Task brief ::
An exact reprint of every record below is required, with the pictures left out.

Records for this task ::

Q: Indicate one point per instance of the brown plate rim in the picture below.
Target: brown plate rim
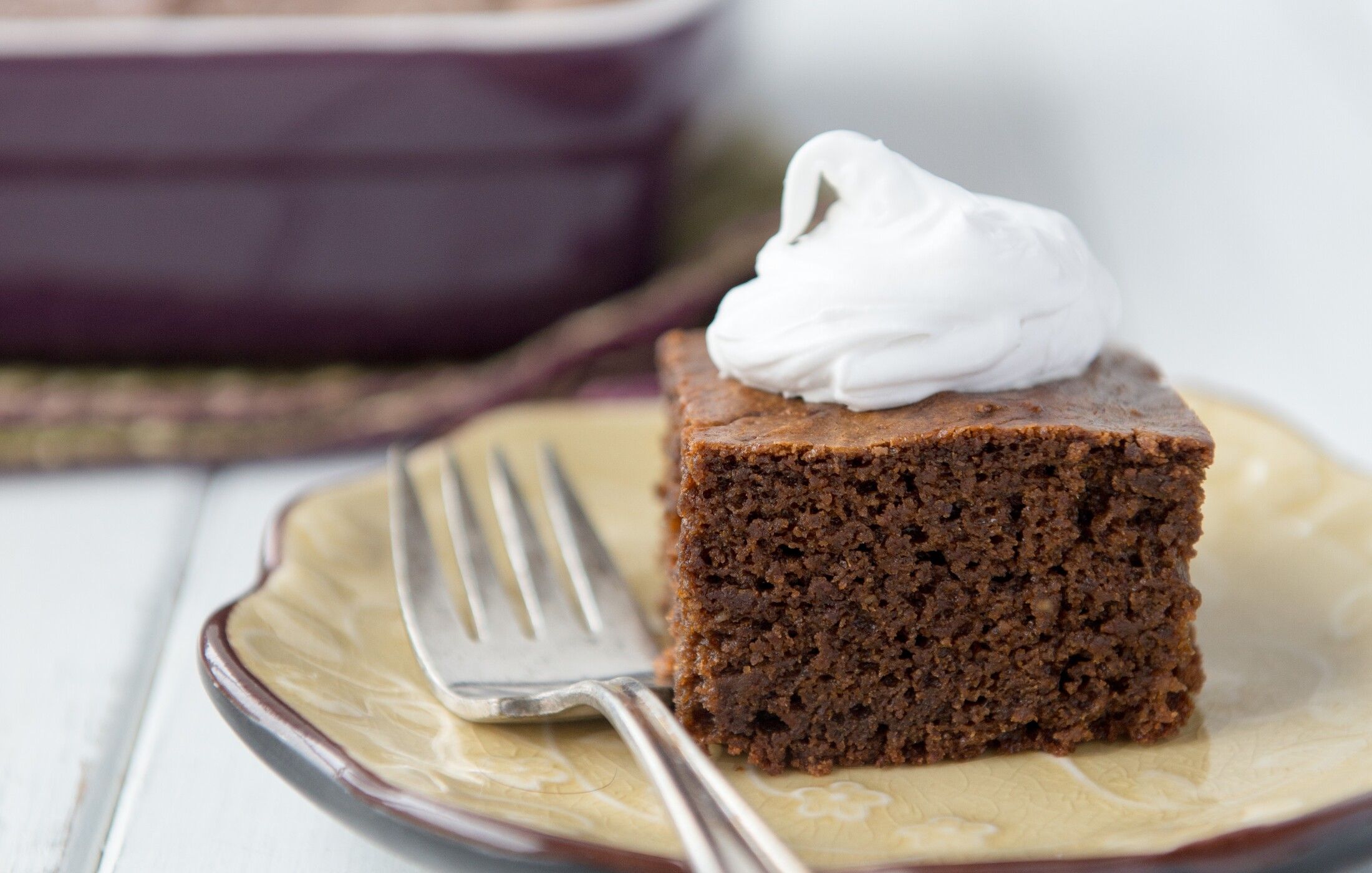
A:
(1331, 837)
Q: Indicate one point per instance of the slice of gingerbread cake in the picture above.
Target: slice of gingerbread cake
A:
(973, 571)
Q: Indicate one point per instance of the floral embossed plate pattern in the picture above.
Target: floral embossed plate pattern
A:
(314, 670)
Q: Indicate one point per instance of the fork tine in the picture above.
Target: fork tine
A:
(606, 596)
(431, 618)
(491, 609)
(549, 612)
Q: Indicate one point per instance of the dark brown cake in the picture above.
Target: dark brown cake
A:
(975, 571)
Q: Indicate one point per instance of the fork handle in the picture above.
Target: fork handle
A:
(719, 831)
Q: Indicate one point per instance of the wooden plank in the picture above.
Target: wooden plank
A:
(90, 569)
(195, 796)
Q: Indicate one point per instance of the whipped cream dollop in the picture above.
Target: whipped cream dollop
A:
(907, 287)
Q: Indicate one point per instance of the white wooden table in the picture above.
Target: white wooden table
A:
(1217, 158)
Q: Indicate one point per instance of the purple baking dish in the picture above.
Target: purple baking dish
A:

Response ::
Q: Indicate one point per instance of the brown plate rim in the picture below.
Target: brown plate rim
A:
(1331, 837)
Q: Indicate one point per instance of the slice of gingerbread cake in the picture above.
Target: slice of gingerbread cake
A:
(973, 571)
Q: Indicate one point per instance of the floral embossed plate pattern in the picture above.
Target: floral embossed plate pattern
A:
(314, 670)
Q: Indicate one point per instance of the fork tine in the picture above.
Target: fork tine
A:
(606, 596)
(431, 618)
(491, 609)
(549, 612)
Q: Indicate one point per instance of the dark brown cake in the picture above.
Target: dark brown cake
A:
(975, 571)
Q: Indicate one point per instance of the fork handle in the picture above.
Target: fork handle
A:
(719, 831)
Q: Indicate one point per instance of the wooden plank in the picture above.
Target: wooden plank
A:
(90, 569)
(195, 796)
Q: Indicate one point per instance of the whipped cream dollop in the picture above.
Target: whipped cream dollop
A:
(907, 287)
Q: Indicate one point per instance of the white wooden table in the picture above.
Target: white wooden table
A:
(1217, 158)
Q: Indicate one point per instance of the purple baking dish in the picture above.
Target: purple baking dish
A:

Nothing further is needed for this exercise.